Objective
The required output is the exact sequence of lines from the line holding "Mark a dot on each instance of the windshield in" to the end of the records, inclusive.

Collected data:
******************************
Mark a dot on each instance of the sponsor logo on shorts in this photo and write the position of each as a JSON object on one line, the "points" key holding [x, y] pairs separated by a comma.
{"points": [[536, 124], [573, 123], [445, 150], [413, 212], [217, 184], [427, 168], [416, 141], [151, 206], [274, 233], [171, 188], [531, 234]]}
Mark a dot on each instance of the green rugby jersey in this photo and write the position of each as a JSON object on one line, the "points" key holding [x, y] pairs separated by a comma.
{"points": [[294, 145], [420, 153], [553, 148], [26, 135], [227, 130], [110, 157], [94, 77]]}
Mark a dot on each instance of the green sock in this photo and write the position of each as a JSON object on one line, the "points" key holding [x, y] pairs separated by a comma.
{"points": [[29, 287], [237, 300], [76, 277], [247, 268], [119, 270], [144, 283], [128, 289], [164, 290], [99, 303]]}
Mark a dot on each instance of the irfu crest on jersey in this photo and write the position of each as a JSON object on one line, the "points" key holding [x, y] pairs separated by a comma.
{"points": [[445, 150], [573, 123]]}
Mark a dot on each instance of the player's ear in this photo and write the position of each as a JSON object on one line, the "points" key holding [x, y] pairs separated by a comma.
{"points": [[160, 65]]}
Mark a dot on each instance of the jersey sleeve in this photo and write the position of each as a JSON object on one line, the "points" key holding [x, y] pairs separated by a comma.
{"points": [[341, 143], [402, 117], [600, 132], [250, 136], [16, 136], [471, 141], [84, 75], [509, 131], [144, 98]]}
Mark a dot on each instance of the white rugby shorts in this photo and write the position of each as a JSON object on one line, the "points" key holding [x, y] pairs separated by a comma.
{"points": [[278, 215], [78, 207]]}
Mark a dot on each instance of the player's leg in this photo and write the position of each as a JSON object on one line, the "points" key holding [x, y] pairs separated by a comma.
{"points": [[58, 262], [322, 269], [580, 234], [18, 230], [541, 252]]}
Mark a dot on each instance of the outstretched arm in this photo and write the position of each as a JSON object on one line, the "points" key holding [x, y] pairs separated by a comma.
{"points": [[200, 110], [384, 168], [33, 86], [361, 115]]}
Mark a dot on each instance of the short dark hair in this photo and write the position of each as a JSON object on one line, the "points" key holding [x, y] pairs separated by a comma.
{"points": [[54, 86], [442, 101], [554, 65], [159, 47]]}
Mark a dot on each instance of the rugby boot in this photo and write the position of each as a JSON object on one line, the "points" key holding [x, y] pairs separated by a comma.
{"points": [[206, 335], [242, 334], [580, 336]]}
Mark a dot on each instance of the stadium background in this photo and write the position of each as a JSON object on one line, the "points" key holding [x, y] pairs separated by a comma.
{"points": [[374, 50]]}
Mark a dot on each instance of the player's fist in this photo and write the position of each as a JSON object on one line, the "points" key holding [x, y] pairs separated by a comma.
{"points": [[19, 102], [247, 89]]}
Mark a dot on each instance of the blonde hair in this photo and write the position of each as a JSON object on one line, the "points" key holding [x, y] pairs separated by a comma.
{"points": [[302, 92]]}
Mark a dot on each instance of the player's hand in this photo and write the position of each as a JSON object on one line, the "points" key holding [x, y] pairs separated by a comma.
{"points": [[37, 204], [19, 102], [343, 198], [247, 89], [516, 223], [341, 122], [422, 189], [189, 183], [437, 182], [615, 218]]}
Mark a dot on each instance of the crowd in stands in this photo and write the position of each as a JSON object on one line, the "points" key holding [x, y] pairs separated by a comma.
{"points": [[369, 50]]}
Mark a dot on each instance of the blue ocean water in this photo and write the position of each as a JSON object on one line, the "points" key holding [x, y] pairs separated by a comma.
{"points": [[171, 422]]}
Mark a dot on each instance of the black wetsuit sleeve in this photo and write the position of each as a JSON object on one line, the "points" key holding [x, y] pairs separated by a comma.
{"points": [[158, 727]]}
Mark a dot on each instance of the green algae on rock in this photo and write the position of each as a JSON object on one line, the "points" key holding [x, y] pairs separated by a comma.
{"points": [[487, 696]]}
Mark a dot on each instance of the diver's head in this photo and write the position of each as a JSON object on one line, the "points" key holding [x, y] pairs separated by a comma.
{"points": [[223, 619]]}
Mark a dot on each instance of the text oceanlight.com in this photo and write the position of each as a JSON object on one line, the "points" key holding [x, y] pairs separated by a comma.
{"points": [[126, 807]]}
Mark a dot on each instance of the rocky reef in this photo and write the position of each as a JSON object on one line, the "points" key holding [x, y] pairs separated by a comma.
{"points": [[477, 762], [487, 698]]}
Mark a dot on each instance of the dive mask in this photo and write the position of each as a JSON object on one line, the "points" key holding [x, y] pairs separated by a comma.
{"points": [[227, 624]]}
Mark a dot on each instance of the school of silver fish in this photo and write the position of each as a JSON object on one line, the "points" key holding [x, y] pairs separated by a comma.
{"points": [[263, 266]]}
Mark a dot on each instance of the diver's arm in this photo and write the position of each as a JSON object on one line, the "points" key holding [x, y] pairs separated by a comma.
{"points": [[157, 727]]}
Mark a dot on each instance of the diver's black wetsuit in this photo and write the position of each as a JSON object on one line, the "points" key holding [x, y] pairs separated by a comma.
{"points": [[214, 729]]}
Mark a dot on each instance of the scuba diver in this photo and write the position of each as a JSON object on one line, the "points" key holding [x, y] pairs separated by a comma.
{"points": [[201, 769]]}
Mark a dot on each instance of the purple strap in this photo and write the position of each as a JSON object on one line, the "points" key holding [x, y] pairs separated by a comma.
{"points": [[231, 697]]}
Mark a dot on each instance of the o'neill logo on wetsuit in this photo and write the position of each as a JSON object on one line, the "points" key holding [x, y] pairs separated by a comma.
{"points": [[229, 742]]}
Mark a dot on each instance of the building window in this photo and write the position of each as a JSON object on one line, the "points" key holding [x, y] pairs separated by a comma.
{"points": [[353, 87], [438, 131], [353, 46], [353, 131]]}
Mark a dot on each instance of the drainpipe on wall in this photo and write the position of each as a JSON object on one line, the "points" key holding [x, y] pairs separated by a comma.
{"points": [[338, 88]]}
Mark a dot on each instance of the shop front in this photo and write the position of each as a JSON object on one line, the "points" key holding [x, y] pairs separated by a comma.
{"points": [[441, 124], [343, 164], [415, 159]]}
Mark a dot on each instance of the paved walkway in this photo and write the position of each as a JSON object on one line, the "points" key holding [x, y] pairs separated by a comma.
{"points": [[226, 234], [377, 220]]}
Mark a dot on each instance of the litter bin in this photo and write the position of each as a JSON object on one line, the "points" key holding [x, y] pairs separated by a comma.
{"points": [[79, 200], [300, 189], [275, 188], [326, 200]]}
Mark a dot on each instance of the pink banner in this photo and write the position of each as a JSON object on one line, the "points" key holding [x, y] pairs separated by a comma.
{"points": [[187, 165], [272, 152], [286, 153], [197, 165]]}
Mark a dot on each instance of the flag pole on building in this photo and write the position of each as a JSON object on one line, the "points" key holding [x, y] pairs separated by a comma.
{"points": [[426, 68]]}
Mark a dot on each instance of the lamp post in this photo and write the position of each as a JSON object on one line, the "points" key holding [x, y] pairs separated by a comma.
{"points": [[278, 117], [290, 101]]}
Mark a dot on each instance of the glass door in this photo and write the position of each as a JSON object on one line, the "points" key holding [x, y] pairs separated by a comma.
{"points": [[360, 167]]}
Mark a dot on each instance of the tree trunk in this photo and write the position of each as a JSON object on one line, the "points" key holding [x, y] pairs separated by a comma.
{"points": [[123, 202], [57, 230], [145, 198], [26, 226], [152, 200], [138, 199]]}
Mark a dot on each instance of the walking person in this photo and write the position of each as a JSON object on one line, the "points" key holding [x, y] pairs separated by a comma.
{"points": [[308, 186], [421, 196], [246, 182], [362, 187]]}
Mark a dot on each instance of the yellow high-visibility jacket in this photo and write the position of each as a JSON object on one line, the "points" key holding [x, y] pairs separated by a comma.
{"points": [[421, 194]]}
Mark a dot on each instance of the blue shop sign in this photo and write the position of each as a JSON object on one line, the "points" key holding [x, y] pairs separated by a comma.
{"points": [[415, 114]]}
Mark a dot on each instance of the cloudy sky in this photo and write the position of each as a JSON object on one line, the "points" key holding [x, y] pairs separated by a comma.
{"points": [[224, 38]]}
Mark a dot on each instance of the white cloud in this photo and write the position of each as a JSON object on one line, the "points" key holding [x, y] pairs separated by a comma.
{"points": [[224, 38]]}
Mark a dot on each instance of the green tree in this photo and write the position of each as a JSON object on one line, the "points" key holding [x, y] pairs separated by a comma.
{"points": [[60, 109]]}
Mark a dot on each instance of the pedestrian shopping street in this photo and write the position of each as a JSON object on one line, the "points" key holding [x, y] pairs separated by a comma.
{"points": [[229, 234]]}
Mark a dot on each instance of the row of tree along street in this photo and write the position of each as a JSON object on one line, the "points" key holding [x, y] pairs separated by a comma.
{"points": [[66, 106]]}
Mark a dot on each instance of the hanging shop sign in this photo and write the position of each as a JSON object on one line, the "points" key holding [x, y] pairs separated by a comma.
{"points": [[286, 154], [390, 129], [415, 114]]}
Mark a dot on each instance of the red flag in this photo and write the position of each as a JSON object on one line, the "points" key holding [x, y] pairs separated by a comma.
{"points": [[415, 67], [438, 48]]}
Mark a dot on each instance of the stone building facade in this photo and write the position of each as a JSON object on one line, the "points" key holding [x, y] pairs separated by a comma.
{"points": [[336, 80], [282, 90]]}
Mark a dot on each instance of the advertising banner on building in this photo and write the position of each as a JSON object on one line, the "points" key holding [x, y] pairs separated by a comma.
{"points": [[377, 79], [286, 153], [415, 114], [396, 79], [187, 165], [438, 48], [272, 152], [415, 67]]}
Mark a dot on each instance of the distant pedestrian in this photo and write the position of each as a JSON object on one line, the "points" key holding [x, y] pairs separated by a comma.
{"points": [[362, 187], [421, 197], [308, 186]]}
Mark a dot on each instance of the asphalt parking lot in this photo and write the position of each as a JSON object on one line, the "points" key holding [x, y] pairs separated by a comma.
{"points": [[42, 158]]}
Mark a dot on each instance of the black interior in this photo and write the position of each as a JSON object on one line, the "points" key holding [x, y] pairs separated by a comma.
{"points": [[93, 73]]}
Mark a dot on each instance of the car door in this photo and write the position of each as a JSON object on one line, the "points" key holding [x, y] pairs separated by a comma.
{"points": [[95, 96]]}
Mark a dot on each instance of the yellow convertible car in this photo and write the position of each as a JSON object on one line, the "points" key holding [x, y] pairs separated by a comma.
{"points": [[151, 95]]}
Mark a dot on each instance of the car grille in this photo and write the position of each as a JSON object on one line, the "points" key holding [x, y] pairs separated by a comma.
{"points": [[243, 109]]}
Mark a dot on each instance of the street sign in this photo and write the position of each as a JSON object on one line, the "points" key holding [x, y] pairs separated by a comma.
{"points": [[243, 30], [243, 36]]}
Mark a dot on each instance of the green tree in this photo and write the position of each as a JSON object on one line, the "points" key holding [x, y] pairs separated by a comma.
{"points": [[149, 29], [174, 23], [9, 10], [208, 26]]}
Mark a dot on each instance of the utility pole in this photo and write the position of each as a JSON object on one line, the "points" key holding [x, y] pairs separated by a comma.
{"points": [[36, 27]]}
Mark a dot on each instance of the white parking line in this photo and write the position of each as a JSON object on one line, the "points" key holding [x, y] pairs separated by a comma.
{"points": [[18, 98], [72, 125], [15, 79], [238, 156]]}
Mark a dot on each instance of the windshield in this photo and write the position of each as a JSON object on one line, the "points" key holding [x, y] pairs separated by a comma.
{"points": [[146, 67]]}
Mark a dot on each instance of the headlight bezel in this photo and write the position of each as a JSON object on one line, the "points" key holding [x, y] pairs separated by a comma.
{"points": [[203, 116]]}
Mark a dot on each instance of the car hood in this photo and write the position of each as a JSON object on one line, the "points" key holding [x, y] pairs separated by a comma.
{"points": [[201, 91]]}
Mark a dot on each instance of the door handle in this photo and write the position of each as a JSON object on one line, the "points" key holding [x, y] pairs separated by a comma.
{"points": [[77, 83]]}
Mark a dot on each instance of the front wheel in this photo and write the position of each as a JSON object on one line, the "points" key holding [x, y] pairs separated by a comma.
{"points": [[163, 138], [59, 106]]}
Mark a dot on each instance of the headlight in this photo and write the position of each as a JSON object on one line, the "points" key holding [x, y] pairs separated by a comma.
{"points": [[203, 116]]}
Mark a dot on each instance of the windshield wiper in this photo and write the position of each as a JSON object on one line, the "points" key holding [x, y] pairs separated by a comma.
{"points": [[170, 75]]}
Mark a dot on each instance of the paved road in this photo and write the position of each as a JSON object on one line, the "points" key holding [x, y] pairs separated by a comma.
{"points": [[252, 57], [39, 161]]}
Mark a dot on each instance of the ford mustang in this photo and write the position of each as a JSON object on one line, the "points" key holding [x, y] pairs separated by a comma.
******************************
Solution to the problem
Mark a dot on each instance of the windshield in this photo and write the position of each as a JSON object on one line, the "points" key holding [x, y] pairs separated by a comma.
{"points": [[146, 67]]}
Mark a dot on each instance of the headlight bezel in this photo and write the position of each as a JSON object on one line, the "points" key holding [x, y] pairs separated by a comma.
{"points": [[203, 116]]}
Mark a dot on each instance of the car hood in this photo and write the position of each as a JSON object on one line, the "points" key holding [x, y] pairs separated by a comma.
{"points": [[201, 91]]}
Mark a dot on each instance of the door handle in this photo and write the position of each as a JSON object on one line, the "points" key holding [x, y] pairs separated by a comma.
{"points": [[77, 83]]}
Mark a dot on each instance of the front wheel in this photo and write the position of each as a JSON object on one line, the "points" key holding [x, y] pairs separated by a comma.
{"points": [[163, 138], [59, 106]]}
Mark a dot on each instance of the headlight in this photo and write the position of each as a JSON object on one line, the "points" key holding [x, y] pairs separated by a comma.
{"points": [[203, 116]]}
Mark a dot on each instance of the windshield wiper in this photo and write the position of each as a JSON object on one line, the "points" key holding [x, y] pairs separated by a comma.
{"points": [[170, 75]]}
Mark a dot on each instance of the paved road in this photo and write the position of each as a JSON object on one line, the "points" key holding [x, y] pairs separated by a comma.
{"points": [[252, 57], [39, 161]]}
Mark a dot on each instance of the ford mustang in this photo and write the position of each as a JSON object on one line, the "points" key holding [x, y] pairs separated by a comma.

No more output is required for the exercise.